### [MATERIAL]
-*-*-

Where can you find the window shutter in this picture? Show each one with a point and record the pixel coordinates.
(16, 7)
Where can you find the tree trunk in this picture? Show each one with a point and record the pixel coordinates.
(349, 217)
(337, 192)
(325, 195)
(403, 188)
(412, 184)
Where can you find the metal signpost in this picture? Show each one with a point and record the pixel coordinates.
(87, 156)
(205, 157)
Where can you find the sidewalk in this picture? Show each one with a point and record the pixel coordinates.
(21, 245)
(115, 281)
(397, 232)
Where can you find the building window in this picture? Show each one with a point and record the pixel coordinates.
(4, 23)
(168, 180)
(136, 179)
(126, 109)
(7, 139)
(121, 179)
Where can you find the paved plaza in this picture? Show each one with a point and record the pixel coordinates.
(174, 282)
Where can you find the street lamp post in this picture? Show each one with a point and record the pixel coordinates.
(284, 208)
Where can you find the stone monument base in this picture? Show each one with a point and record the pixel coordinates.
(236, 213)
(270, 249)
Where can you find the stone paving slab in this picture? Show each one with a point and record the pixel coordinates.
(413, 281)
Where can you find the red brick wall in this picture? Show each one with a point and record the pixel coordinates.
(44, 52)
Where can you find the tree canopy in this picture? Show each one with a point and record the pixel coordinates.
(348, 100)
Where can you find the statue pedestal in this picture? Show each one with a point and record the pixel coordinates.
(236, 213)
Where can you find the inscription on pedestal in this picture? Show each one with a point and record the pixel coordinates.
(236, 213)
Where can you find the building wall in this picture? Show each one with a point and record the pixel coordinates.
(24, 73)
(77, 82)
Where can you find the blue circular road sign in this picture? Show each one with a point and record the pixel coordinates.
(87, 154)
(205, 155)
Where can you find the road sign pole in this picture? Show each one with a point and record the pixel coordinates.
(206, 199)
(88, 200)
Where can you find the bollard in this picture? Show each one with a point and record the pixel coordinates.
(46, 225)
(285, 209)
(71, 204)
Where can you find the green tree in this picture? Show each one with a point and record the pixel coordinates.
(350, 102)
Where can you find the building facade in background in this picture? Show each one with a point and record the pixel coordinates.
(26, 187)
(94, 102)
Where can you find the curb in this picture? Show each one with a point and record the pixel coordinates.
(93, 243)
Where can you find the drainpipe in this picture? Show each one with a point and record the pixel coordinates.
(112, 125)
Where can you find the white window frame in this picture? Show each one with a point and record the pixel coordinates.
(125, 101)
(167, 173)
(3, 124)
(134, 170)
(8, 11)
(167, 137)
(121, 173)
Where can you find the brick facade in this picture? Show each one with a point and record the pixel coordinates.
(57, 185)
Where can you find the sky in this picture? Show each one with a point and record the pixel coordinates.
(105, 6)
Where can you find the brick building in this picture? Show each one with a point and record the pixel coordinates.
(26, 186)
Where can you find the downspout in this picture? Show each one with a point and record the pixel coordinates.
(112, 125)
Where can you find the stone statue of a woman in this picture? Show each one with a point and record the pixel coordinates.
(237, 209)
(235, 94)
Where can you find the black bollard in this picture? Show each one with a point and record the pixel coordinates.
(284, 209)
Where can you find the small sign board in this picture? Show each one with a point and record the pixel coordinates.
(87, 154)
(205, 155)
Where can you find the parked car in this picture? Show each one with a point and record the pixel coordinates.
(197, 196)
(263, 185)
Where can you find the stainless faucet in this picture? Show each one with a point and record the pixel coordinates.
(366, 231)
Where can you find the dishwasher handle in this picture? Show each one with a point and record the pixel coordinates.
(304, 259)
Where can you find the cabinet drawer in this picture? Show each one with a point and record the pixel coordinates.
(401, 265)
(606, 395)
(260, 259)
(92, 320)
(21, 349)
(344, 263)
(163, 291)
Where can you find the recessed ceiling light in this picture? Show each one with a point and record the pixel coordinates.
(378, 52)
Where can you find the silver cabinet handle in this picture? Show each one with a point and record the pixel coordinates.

-*-*-

### [GOAL]
Please transcribe all of the data above word for word, keeping every line and every number unchanged.

### [FULL RESPONSE]
Where can you find the window shutter in this picture? Show each one with a point and record the pixel coordinates.
(16, 7)
Where can you find the tree trunk in this picture? Show each one with a point and record the pixel coordinates.
(349, 217)
(337, 192)
(325, 195)
(403, 188)
(412, 184)
Where can you find the metal signpost in this picture? Show each one with a point and record the pixel coordinates.
(87, 156)
(205, 157)
Where can you find the sidewalk in this picture? Show each one with a point and record the pixel coordinates.
(21, 245)
(115, 281)
(397, 232)
Where can you find the building window in this picture? Show each one with a point and record the pixel coordinates.
(4, 23)
(168, 180)
(136, 179)
(126, 109)
(7, 139)
(121, 179)
Where can you find the paved plaza in this picture? Show each one with a point and record the pixel coordinates.
(174, 282)
Where can you find the street lamp post in this picture? Show each one with a point and record the pixel coordinates.
(284, 208)
Where can you find the stone monument base in this picture? Show each one with a point and record the pixel coordinates.
(236, 213)
(270, 249)
Where can you find the stone paving slab in this picture? Show each one with a point and record the pixel coordinates.
(413, 281)
Where can you find the red brick wall in this picture? Show each one with a point and record the pixel coordinates.
(44, 52)
Where can you find the tree canopy in this picture? Show each one with a point and record the pixel coordinates.
(348, 100)
Where can you find the statue pedestal in this picture? Show each one with a point and record the pixel coordinates.
(236, 213)
Where can you find the inscription on pedestal in this picture? Show each one with a point and record the pixel coordinates.
(236, 213)
Where can you find the building wall in this picture? Show each one with a point and record the pixel coordinates.
(24, 73)
(77, 82)
Where can you find the blue circular road sign in this picture? Show each one with a point and record the pixel coordinates.
(87, 154)
(205, 155)
Where can you find the road sign pole in this picture? Show each one with a point and record the pixel coordinates.
(206, 199)
(88, 200)
Where can you find the bollard in this picture? Show each one with a point and record the pixel coordinates.
(46, 225)
(285, 209)
(71, 204)
Where can you find the green tree in this picture? Show each one with a point and record the pixel coordinates.
(350, 102)
Where can you find the building facade in background in this picture? Show each one with a point and record the pixel coordinates.
(26, 187)
(94, 102)
Where can you find the curb in this picture? Show each one with a point and record the pixel coordinates.
(93, 243)
Where can you find the drainpipe in this picture? Show each one with a point and record the pixel coordinates.
(112, 125)
Where can you find the white window frame in this picture? Show each one with a point and record the pixel coordinates.
(125, 101)
(167, 173)
(3, 124)
(134, 170)
(8, 11)
(167, 137)
(121, 173)
Where can you find the brick facade in this picture? Show each one with a point and record the pixel coordinates.
(57, 185)
Where can you find the sky in this picture? Show each one with a point and record the pixel coordinates.
(105, 6)
Where can you find the brick building in this picture? Show each one with a point and record the pixel coordinates.
(26, 186)
Where can you find the downspout in this picture? Show each one with a point and record the pixel coordinates.
(112, 125)
Where can you find the stone statue of a woman in this picture? Show each one with a point and record the pixel coordinates.
(237, 209)
(235, 94)
Where can you find the black bollard in this picture? Show each one with a point and record the pixel coordinates.
(284, 209)
Where can you find the small sign board in this picture? Show each one with a point and record the pixel coordinates.
(87, 154)
(205, 155)
Where can you find the parked car in this picture? Show each one with a point and record the pixel coordinates.
(197, 196)
(263, 185)
Where can you find the stainless faucet in this picture? Show each one with a point and record the pixel coordinates.
(366, 231)
Where can you find the dishwasher handle in this picture? Show each one with a point and record the pixel coordinates.
(304, 259)
Where can you find the cabinet drawer in this picture? Show each one with a point and record the pixel coordinates.
(401, 265)
(606, 395)
(260, 259)
(92, 320)
(21, 349)
(344, 263)
(163, 291)
Where can you find the recessed ceiling light in this picture? Show each one with a point and record the pixel coordinates.
(378, 52)
Where can you find the silver cabinet handle in this picture? Show each one with a point and record the pixel coordinates.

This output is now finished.